**Written problem 1**
Output the part of the book-and-movie recommendations below that runs from "Bob Woodward, who" up to and including "Simon & Schuster.", copied word for word.

**Quoted passage**
+ + + + +

Bob Woodward, who made his career blowing up Richard Nixon, won’t exactly depose the president with this book. But what he’s demonstrating, among more high-minded policy discussions, is just how little respect Trump’s closest associates ultimately have for him and how much they tremble for the republic. —B.K.
Simon & Schuster.

Movies
21. See Science Fair
Best in show.
Before you conclude that technology has made kids lazier and stupider and humanity is doomed, consider Cristina Costantini and Darren Foster’s endlessly delightful documentary, Science Fair. Competing in the world’s largest science fair, nine students among a field from 78 different countries (including American children of immigrants) suggest there’s no shortage of verve, inspiration, commitment, and — oh, yes — family-driven nuttiness in the next generation. —D.E.

+ + + + +

(Pointing rows)
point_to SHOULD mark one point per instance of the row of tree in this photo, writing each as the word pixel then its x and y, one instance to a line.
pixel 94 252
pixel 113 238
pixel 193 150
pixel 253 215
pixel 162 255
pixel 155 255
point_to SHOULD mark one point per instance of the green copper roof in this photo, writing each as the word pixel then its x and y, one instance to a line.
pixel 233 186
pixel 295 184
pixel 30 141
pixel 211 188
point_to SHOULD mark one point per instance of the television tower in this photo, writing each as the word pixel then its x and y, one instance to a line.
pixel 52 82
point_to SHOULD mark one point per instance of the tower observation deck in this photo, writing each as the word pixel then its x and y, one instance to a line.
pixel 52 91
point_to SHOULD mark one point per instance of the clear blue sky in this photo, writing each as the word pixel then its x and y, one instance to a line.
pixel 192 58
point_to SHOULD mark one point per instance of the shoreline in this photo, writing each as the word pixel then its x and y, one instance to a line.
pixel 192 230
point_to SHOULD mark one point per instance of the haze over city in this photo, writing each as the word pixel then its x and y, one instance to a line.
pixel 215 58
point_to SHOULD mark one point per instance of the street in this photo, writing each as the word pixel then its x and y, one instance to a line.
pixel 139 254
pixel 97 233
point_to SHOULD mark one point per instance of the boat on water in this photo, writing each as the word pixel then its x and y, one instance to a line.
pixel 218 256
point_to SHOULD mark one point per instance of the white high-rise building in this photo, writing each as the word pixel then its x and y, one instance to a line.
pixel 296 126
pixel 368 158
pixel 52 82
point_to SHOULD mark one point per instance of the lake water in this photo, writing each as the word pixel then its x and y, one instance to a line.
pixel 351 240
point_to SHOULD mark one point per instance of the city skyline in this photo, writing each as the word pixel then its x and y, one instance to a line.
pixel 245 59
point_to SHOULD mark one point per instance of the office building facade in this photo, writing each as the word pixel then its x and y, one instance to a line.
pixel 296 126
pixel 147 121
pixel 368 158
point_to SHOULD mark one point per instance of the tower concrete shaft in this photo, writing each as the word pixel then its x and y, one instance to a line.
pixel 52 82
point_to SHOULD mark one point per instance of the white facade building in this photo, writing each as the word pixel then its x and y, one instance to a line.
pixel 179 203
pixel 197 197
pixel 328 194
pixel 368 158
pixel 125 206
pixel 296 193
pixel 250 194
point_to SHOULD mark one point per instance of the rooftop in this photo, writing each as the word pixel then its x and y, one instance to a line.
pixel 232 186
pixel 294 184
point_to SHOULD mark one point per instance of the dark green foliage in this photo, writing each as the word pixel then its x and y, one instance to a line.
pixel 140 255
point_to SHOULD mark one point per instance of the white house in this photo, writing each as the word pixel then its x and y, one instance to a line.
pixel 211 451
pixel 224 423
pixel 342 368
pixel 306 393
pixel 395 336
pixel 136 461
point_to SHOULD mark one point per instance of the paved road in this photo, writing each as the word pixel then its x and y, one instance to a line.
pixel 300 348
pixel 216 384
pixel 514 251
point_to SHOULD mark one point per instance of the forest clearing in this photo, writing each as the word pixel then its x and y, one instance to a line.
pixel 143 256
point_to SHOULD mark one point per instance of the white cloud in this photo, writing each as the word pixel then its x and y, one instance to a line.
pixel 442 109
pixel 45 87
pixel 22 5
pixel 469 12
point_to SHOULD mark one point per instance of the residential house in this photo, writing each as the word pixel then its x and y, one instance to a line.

+ + + + +

**Written problem 2**
Extract every row above that contains the string "house", treating uppercase and lowercase as different.

**Written answer 1**
Bob Woodward, who made his career blowing up Richard Nixon, won’t exactly depose the president with this book. But what he’s demonstrating, among more high-minded policy discussions, is just how little respect Trump’s closest associates ultimately have for him and how much they tremble for the republic. —B.K.
Simon & Schuster.

**Written answer 2**
point_to SHOULD mark one point per instance of the white house in this photo, writing each as the word pixel then its x and y, one instance to a line.
point_to SHOULD mark one point per instance of the residential house in this photo, writing each as the word pixel then its x and y, one instance to a line.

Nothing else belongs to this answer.